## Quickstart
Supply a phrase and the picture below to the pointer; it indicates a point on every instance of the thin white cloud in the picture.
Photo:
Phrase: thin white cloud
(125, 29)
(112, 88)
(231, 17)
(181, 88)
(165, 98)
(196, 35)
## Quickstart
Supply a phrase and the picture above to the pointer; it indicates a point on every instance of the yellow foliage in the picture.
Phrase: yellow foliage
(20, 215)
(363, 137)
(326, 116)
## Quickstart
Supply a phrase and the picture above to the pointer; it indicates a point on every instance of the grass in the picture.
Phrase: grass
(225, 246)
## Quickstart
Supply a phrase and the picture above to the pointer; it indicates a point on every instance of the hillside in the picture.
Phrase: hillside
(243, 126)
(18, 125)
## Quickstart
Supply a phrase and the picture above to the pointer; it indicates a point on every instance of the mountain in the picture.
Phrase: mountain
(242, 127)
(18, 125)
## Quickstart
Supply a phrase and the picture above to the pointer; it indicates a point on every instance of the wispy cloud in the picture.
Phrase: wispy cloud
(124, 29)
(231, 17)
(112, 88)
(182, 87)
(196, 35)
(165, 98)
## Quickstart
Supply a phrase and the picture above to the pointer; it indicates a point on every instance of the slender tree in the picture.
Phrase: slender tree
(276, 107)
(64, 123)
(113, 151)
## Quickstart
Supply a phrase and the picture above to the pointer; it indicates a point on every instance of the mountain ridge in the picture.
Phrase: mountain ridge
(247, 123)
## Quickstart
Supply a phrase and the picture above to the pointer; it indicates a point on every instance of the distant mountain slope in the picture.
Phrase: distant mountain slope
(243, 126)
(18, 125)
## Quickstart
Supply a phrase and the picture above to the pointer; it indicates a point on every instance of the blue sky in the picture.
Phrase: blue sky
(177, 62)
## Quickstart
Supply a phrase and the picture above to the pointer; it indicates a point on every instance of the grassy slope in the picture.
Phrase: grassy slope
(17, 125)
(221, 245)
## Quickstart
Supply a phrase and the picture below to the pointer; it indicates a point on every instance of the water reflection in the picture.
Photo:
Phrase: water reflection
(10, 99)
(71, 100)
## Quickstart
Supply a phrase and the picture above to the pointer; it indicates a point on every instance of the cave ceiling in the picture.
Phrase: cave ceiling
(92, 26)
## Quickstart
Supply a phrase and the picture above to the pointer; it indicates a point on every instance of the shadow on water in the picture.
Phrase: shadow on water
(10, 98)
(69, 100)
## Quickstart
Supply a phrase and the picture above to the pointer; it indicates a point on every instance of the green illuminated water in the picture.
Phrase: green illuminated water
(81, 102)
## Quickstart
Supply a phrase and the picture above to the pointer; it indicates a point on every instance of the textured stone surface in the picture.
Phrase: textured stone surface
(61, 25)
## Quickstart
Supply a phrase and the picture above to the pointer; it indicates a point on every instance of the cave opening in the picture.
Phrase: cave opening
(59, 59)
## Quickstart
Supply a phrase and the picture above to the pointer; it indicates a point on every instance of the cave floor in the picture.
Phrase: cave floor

========

Of the lines above, copy each that contains "below".

Supply a phrase and the picture below to the pointer; it indicates a point on every instance of the thin white cloud in the picture.
Supply a phrase and the picture below to the pointer; it indicates a point on every instance of the water reflection in the picture.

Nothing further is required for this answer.